→ EXERCISE GOAL
Set down word for word the part of the footballer profile below, starting with "Team information" and going on through "Current / 5 / (1)".

Personal information
- Full name: Lauren Eduarda Leal Costa
- Date of birth: 13 September 2002 (age 23)
- Place of birth: Votorantim, São Paulo, Brazil
- Height: 1.78 m (5 ft 10 in)
- Position: Centre-back

Team information
- Current team: Atlético Madrid
- Number: 4

Youth career
- 2017–2020: São Paulo

Senior career*
- Years: Team / Apps / (Gls)
- 2018: → Centro Olímpico (loan) / 0 / (0)
- 2020–2021: São Paulo / 27 / (0)
- 2022–2023: Madrid CFF / 40 / (2)
- 2023–2024: Kansas City Current / 5 / (1)
- 2024–: Atlético Madrid / 41 / (4)

International career^{‡}
- 2018: Brazil U17 / 3 / (0)
- 2019–2022: Brazil U20 / 18 / (0)
- 2021–: Brazil / 15 / (0)

Medal record
Women's football
Representing Brazil
Olympic Games
| Silver medal – second place | 2024 Paris |  |

= Lauren (Brazilian footballer) =

Brazilian footballer (born 2002)

Lauren Eduarda Leal Costa (born 13 September 2002), simply known as Lauren, is a Brazilian professional footballer who plays as a centre-back for Atlético Madrid in Liga F and the Brazil women's national team.

==Club career==
In Brazil, Lauren played for AD Centro Olímpico and debuted as a professional for São Paulo.

She also played for Spanish club Madrid CFF in Liga F, making 40 total appearances and reaching the quarterfinals of the 2021–22 Copa de la Reina de Fútbol.

→ INFORMATION SUPPLIED
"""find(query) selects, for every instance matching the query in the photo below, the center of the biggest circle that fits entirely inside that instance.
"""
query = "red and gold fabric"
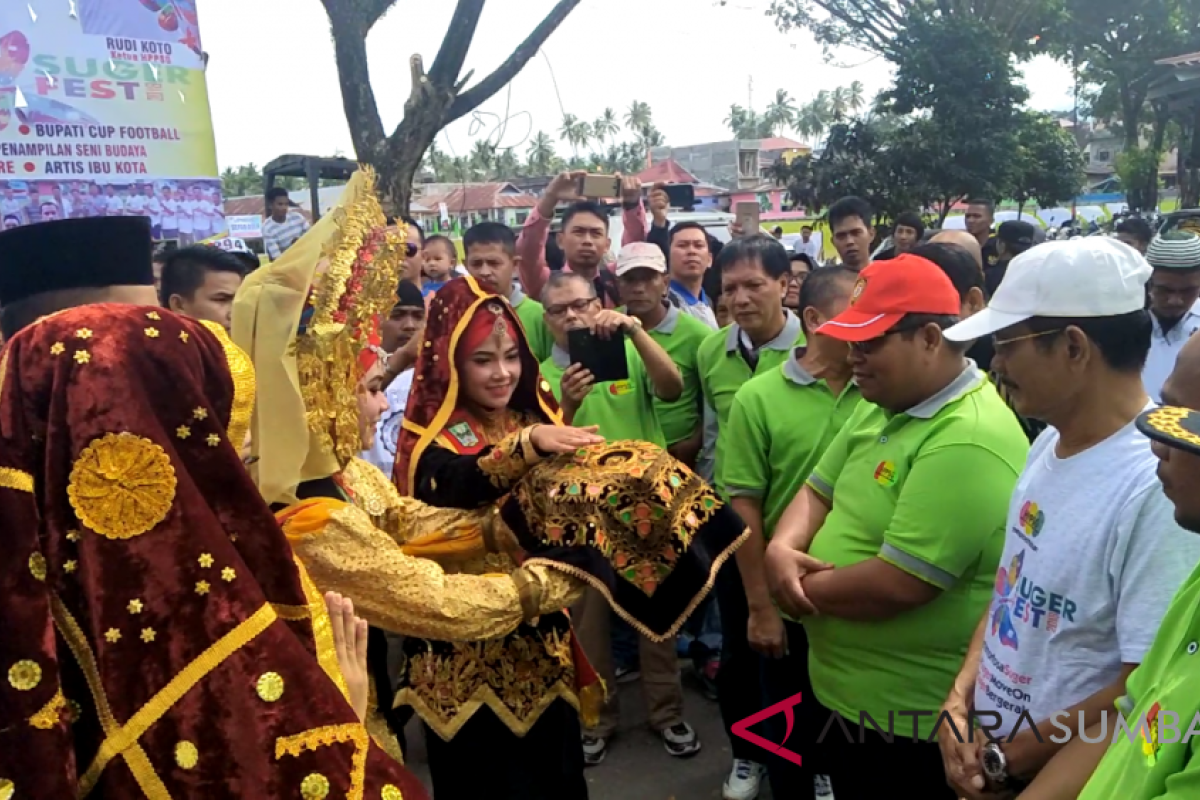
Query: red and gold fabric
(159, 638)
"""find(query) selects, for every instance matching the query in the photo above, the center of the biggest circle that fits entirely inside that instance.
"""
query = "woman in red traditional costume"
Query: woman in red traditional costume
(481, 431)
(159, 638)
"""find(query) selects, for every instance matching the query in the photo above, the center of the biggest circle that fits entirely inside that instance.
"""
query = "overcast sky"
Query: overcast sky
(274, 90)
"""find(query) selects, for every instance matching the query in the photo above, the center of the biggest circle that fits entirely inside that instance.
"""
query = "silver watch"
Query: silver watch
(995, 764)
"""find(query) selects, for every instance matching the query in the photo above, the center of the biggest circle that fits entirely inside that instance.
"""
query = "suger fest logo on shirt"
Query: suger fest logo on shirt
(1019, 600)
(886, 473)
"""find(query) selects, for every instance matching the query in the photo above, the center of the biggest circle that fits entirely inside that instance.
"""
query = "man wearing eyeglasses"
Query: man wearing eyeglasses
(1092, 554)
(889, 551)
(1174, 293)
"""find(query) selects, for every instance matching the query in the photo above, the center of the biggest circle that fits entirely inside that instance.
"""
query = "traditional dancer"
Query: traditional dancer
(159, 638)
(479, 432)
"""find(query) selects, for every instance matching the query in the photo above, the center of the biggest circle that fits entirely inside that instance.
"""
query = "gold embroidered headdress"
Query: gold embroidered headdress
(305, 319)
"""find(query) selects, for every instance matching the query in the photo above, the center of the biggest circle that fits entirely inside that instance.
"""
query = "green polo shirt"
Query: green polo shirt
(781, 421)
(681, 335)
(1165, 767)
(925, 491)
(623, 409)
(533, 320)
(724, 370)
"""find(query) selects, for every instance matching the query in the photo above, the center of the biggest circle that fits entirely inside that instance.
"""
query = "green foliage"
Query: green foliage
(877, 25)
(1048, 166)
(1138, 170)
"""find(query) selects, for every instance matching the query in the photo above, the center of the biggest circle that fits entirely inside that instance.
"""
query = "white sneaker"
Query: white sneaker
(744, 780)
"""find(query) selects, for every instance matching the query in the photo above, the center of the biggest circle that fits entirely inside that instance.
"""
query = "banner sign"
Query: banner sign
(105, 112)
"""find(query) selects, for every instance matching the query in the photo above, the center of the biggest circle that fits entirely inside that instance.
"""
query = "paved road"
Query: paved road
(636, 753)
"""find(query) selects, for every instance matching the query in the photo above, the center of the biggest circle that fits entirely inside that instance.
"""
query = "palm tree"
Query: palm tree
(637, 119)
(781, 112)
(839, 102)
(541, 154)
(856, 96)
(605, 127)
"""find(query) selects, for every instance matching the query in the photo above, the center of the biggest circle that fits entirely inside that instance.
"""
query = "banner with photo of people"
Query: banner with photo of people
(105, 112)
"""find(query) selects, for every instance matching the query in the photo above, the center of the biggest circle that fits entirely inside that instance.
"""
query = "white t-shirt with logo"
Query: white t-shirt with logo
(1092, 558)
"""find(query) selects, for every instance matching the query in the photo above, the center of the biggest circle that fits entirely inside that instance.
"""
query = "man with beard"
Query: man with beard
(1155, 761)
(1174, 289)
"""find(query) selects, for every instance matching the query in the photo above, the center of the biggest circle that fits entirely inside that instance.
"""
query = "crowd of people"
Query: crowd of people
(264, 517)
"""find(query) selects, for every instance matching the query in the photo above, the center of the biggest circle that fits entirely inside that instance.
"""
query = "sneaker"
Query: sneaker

→ EXERCISE ANSWER
Team information
- Current team: Atlético Madrid
- Number: 4

Youth career
- 2017–2020: São Paulo

Senior career*
- Years: Team / Apps / (Gls)
- 2018: → Centro Olímpico (loan) / 0 / (0)
- 2020–2021: São Paulo / 27 / (0)
- 2022–2023: Madrid CFF / 40 / (2)
- 2023–2024: Kansas City Current / 5 / (1)